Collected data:
%%

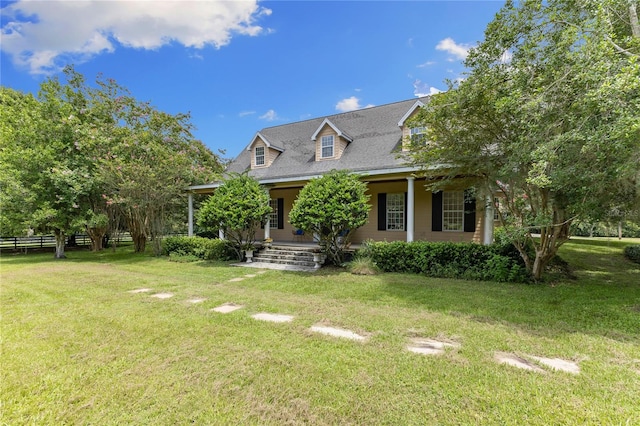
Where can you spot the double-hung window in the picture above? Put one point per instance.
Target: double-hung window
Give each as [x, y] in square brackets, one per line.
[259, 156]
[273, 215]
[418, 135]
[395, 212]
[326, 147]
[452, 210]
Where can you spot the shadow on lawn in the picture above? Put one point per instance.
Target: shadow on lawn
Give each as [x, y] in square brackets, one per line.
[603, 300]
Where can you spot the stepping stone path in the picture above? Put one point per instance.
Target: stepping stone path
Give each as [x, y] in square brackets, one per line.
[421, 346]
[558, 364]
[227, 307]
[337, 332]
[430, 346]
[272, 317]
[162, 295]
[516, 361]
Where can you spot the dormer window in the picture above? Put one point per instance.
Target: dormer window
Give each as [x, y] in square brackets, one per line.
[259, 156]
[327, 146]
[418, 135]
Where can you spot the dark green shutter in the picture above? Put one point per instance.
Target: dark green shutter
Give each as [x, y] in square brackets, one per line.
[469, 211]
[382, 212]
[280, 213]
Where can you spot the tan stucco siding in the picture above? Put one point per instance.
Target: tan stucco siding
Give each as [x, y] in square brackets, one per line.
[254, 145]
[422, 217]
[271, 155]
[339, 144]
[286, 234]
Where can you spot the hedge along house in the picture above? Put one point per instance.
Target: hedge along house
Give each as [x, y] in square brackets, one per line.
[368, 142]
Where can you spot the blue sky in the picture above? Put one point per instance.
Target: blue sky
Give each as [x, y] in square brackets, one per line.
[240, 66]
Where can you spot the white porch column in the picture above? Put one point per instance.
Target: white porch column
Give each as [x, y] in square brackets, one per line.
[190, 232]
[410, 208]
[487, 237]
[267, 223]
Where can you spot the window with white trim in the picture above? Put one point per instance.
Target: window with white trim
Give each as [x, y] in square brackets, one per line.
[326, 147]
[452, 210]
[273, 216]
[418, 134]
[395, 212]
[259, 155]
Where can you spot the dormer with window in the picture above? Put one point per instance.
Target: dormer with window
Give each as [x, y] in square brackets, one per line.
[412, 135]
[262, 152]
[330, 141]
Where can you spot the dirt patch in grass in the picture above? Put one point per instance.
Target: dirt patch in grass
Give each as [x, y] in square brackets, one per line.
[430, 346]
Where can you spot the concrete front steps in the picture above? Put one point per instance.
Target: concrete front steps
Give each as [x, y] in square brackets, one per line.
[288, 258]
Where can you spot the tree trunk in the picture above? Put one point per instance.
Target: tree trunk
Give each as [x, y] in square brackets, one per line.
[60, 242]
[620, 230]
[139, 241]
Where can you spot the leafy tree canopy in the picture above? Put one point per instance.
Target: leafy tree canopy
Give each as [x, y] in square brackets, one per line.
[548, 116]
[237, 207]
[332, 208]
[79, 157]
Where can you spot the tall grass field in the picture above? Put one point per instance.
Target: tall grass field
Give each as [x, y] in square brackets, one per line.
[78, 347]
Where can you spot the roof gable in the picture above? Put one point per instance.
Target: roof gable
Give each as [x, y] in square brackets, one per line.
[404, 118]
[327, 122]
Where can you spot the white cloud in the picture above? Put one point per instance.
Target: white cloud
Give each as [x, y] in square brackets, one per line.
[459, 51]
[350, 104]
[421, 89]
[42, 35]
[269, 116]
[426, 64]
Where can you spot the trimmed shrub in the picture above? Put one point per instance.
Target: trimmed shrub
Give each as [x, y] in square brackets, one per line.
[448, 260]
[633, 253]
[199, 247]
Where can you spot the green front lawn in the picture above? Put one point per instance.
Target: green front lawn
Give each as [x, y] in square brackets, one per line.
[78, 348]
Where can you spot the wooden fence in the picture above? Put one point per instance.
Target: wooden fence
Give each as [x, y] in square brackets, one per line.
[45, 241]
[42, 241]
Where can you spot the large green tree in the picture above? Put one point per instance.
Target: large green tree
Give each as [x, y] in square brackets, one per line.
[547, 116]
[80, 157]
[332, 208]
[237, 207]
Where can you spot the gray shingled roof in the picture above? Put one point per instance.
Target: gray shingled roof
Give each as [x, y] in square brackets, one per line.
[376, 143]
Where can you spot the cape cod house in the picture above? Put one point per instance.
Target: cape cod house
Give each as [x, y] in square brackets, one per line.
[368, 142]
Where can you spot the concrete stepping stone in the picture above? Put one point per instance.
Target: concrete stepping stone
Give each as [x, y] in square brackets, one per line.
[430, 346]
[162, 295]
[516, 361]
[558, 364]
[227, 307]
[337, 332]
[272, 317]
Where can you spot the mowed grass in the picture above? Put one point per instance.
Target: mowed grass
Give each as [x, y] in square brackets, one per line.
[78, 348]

%%

▶ _Directive_: Quote every item above word for word, leaving out the pictures.

▶ _Task result_:
Where can you spot the double-hung window in the picture above? Put one point per instance.
Target: double-hung window
Give each as [x, y] in square brackets, one per line.
[259, 156]
[273, 215]
[418, 135]
[395, 212]
[326, 147]
[452, 210]
Where can you spot the shadow on lawn in the picture above? Put one point per instance.
Target: shadow on lawn
Give each as [x, y] in square brackets, one per line.
[603, 300]
Where can you spot the stepping stone path in the picture above? Put one point per instance.
Target: stepping stone path
Give each as [x, y] in square brackets, one per line.
[421, 346]
[558, 364]
[227, 307]
[337, 332]
[430, 346]
[272, 317]
[162, 295]
[516, 361]
Where can you spot the dormer window in the picture above? Put one point per instance.
Target: dormer window
Give each as [x, y] in square brackets, one per line.
[259, 156]
[327, 146]
[418, 135]
Where can you spot the dark green shutter in the picture above? Put one point per instance.
Target: dark green shutter
Give each as [x, y] in square brackets, one per line.
[469, 211]
[382, 212]
[280, 213]
Where can you spot the tan stucco siding in the picture above? Put one point per instance.
Target: tan stucco siding
Give each as [x, y] in square brackets, one per line.
[254, 145]
[422, 217]
[271, 155]
[339, 144]
[286, 234]
Where can you spot the hedge along house in the picture above? Put one point per instance.
Target: hedge along house
Give each as [x, y] in square brackets, one per line.
[368, 142]
Where can you spot the blue sky in the picture above? Put one point per instance.
Target: blue sky
Give each as [x, y] in square brackets, one per line.
[240, 66]
Where can you spot the white porch column in the picture above? Put one point per instance.
Target: white porch column
Give each as [x, y] in square brackets, one per line.
[190, 232]
[410, 208]
[487, 237]
[267, 223]
Where can you spot the window with white trim in the picture above? Put one point per instance.
Target: window with white trim
Give each as [x, y] in square brackets, one per line.
[326, 147]
[452, 210]
[273, 216]
[418, 134]
[395, 212]
[259, 155]
Where can you spot the dormer with window in the picture above? Put one point per instance.
Target: dormer with window
Give each as [x, y] in square brackets, one per line.
[412, 135]
[262, 152]
[330, 141]
Where can you spot the dirt patch in grass in the picture above? Put one point per instance.
Target: dirt patch in grass
Give each as [x, y] in square brackets, one per line.
[430, 346]
Where can you spot the concrete front steps in the picture above? Put one point per instance.
Target: concrete front steps
Give each as [x, y] in square brackets, one per line.
[288, 258]
Where can you spot the tree trunk in the picture above? Put one point per instance.
Target: tree trunk
Give each as [x, y] in square brackets, one per line.
[60, 242]
[620, 230]
[139, 241]
Where can you spot the leafy tree canopy in the picture above? Put one point per instance.
Target: leafy tree canopy
Give each as [x, y] in square brackets, one per line.
[548, 116]
[237, 207]
[332, 208]
[79, 157]
Where can you spot the tall grass field in the picture above? Put one point per instance.
Target: tall grass field
Give each as [x, y] in square brackets, one per line.
[78, 347]
Where can you spot the roof gable in the picture above? Put one point per instance.
Target: roof gable
Give each as [x, y] in square brackets, one per line.
[404, 118]
[327, 122]
Where can you spot the white cloud in the picture above? Put one point per instance.
Target: white cloud
Give each as [x, y] in square brackets, one per line.
[459, 51]
[350, 104]
[421, 89]
[42, 35]
[269, 116]
[426, 64]
Where can you spot the trimmed shrub in the picture above? Put one point per instance.
Target: trimmed shrub
Give each as [x, y] in square brackets, one per line.
[448, 260]
[633, 253]
[199, 247]
Where can you spot the green front lawn in the picture above? Put one point per instance.
Target: green front lawn
Give each as [x, y] in square brackets, one per line.
[78, 348]
Where can you spot the wooden fence in the picture above? Put one point per instance.
Target: wooden fence
Give each as [x, y] in square brackets, one per line.
[45, 241]
[42, 241]
Where can you spot the large green tree in the picture above? Put one point per instance.
Target: large green tree
Give each as [x, y] in square brackets, one per line.
[547, 116]
[80, 157]
[332, 208]
[237, 207]
Where can you spot the gray shingled roof in the picture above? Put one point per instance.
Target: gray shingled roof
Give each as [x, y] in square brackets, one per line.
[376, 143]
Where can you spot the cape cod house in the picture above? Put one point per instance.
Target: cape cod house
Give each as [x, y] in square brackets, one per line.
[368, 142]
Where can you spot the concrete stepping stone in the picture above? Put one point per instance.
Target: concrete stepping stone
Give each as [x, y] in square brackets, one per line.
[430, 346]
[162, 295]
[516, 361]
[558, 364]
[227, 307]
[337, 332]
[272, 317]
Where can you spot the mowed grass in the picture above? Put one point per instance.
Target: mowed grass
Give each as [x, y] in square brackets, one per line.
[78, 348]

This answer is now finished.